**YOUR OBJECTIVE**
From the first line to the last, please reproduce the material exactly, skipping the pictures.

**RECORDS FOR THIS EXERCISE**

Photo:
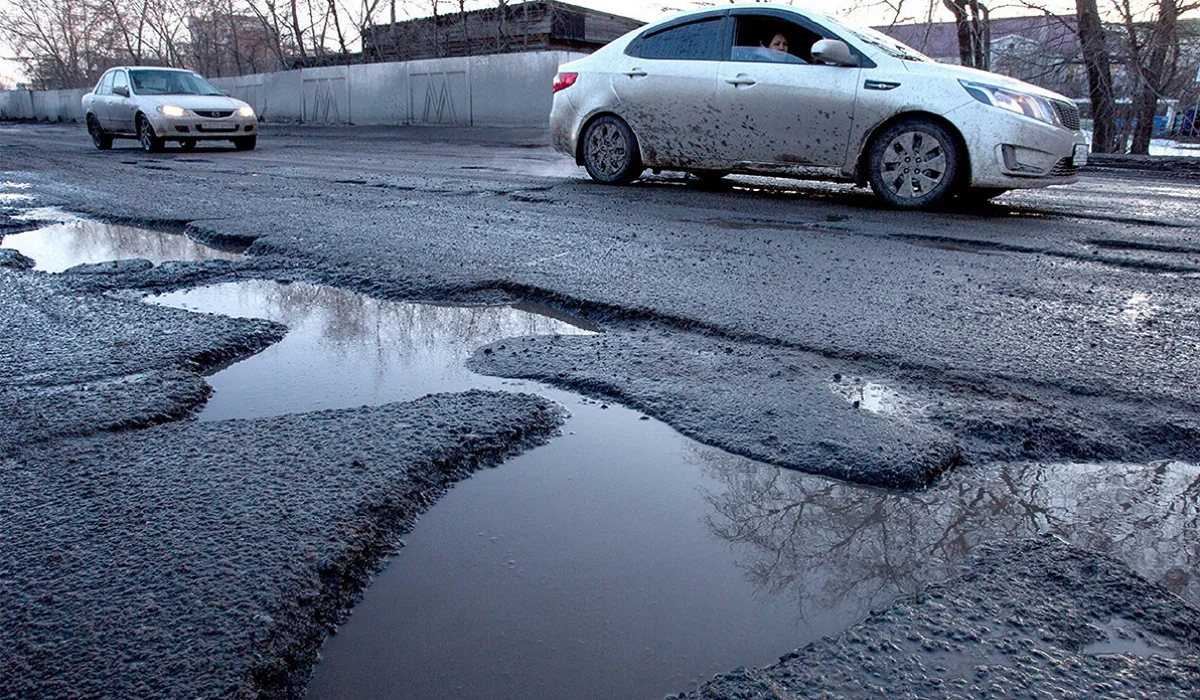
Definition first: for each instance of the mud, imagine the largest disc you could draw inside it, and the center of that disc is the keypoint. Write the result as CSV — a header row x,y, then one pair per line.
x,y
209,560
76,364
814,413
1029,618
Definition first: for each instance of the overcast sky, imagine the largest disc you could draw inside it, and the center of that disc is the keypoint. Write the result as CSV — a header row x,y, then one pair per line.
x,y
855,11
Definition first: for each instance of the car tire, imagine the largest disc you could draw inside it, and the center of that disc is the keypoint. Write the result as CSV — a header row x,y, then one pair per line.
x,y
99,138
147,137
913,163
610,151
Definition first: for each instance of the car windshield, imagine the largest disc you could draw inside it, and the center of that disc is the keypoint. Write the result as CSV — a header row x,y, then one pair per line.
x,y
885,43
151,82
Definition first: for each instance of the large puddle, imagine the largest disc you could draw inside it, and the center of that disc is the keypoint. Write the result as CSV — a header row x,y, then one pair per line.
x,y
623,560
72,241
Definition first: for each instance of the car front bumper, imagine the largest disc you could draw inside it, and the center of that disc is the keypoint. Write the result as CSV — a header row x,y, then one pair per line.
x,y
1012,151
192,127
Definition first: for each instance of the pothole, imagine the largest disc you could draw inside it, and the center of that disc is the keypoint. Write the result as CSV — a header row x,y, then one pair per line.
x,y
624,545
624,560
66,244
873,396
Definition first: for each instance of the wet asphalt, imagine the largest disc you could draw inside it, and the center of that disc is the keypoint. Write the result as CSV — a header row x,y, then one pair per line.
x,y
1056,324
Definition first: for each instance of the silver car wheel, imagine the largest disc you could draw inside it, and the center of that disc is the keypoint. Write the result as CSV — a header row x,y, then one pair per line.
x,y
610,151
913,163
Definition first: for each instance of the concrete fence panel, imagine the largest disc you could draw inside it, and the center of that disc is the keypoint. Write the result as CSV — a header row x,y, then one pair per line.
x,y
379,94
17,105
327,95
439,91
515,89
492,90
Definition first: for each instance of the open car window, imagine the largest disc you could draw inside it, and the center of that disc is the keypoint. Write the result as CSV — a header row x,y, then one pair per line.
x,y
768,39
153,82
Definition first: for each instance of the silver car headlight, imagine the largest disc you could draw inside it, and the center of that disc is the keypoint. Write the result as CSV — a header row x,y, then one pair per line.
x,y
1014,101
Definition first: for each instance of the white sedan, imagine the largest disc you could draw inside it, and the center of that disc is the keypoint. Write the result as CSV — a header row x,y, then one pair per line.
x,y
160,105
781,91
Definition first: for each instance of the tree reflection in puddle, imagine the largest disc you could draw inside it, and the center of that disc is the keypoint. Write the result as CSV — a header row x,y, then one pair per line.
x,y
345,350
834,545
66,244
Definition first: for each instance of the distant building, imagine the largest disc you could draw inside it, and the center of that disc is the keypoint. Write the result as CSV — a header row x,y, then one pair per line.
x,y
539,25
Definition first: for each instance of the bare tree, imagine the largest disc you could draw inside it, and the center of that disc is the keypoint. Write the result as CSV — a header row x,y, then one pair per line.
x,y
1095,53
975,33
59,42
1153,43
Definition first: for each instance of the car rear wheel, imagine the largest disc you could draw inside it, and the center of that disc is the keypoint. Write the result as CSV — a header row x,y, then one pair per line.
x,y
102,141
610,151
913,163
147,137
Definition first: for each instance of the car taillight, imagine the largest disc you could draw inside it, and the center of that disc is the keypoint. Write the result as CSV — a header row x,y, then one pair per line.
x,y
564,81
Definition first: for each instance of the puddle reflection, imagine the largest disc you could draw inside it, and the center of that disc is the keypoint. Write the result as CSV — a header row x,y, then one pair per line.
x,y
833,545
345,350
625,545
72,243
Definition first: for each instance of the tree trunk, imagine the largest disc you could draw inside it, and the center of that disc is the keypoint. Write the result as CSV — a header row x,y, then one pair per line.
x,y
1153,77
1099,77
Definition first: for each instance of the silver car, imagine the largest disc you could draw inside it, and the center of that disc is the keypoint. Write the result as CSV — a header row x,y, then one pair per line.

**ANSWER BOX**
Photo:
Definition first: for each instance of the mud, imagine the largest disc you could draw inside it, and the center of that disc is the keypoint. Write the result as CSV — a header row x,y, then one pair per line.
x,y
209,560
76,364
814,413
1029,618
Definition first: for each instance of the overcast sky, imagine the largest disc you could draw inside it, and the center of that disc is the keypoint. Write the result as CSV — a header row x,y, then one pair per line.
x,y
855,11
Definition first: for each instance of the car tire, imagine the largest disc you could draw inside it, and the center of that disc is the keypoint. Write the result as CSV — a header row x,y, then one pair per line.
x,y
99,138
147,137
913,163
610,151
Definition first: for each instance of the car windshield, imagine the largest disc you could draw inside it, and the center of that disc is the keypoint. Write the result as CSV — a header row x,y, then one pair per line.
x,y
885,43
151,82
Definition first: for each instance of the large puddle, imagine the largest disc you could draw inside it, and the center of that disc is the keypoint. Write the result as CSV — a header row x,y, then one pair per line.
x,y
623,560
72,241
Definition first: for each instance of the car front bumper, imagine the largest disc you could draw inside it, and the center of that disc is the keypoint. Write the result as CSV — a header row x,y, then one pair per line.
x,y
1012,151
192,127
Definition first: for each instance of the pothole, imagine the largest disc you could draw inside it, and the center of that disc is the keypoint. Write the result as CSV — a header row x,y, then one pair per line.
x,y
624,545
624,560
66,244
873,396
Definition first: for each instance of the wet asphalt, imagine the largest disc you could draw inside it, and the center of that disc is the keypoint. Write the result as CSV — a header row x,y, then one pair per line.
x,y
1056,324
Definition first: for each instance of the silver car wheel, imagine the largest disc you could draw inside it, and the center of that disc is the keypoint. Write the result as CSV — a header row x,y, then one pair per line.
x,y
610,151
913,163
Definition first: for each instance of the concrete fence panel, imagine the largest disc you could draw inside it, and the center of that disc is the keypoint. Write the result as CSV — a header row x,y, then one pair per line.
x,y
379,94
17,105
327,95
439,91
515,89
492,90
Definition first: for each instance of the open car window, imagine the largest disc you could draw inside it, and the center of that disc is the keypoint. Write the result as CSV — a header row x,y, then one pair per line.
x,y
768,39
153,82
Definition first: for each instance of the silver car headlight, imagine the largest disc you could draw inside it, and the center of that disc is the keypoint. Write the result as CSV — a header row x,y, then one pair per line.
x,y
1014,101
Definition first: for each instance of the white sedan, imagine the largest disc you could draw inside it, and the center of that disc is the keypoint. Write the result as CSV — a header row x,y, then one pair per line.
x,y
160,105
781,91
Definition first: for each instance of the tree reflection in puddle, imagine the largest disc you could draw inside it, and the center of that disc is the keypoint. Write the result as CSV — a header row x,y, then one pair per line.
x,y
345,350
834,545
66,244
Definition first: for each instance of the distant building, imagine the largest disc you could draw inside it, and the center of that disc is the keypoint. Write the result as CSV — a header row x,y, then one pair per line.
x,y
539,25
Definition first: for each instance of the bare tree, imagine the largest disc you could draw inside it, and the center of that disc is the keypoint. Write the result as CSV — a header row x,y, then one pair per line.
x,y
1095,53
975,33
59,42
1153,43
Definition first: for each instance of the car rear wheel, imagine the largest disc you could draw inside it, and the center of that disc is the keypoint. Write the result as CSV — a header row x,y, then one pair per line.
x,y
102,141
610,151
913,163
147,137
Definition first: for each instance of the car taillight, imagine the largest disc you could draw inside it, and the center of that disc is the keypoint. Write the result as CSV — a header row x,y, then one pair per line.
x,y
564,81
Definition first: for each instance of the puddle reflection, imagine the largest disc you could draw inside it, and the center of that disc is the keypoint. Write the result as CSV — a header row x,y, then one pair per line.
x,y
833,545
345,350
625,545
72,243
Definition first: for each instance of the tree trunk, imagine the largest disc you could draw inside it, and the center of that disc is the keypoint. Write the result as CSV — a header row x,y, then one pair per line.
x,y
1153,77
1099,77
Definition first: for each instance of the silver car, imagine the largest disc you could draw inside it, and the center of that disc is the keypoint. Write the result as CSV — a header row x,y, then one pair per line.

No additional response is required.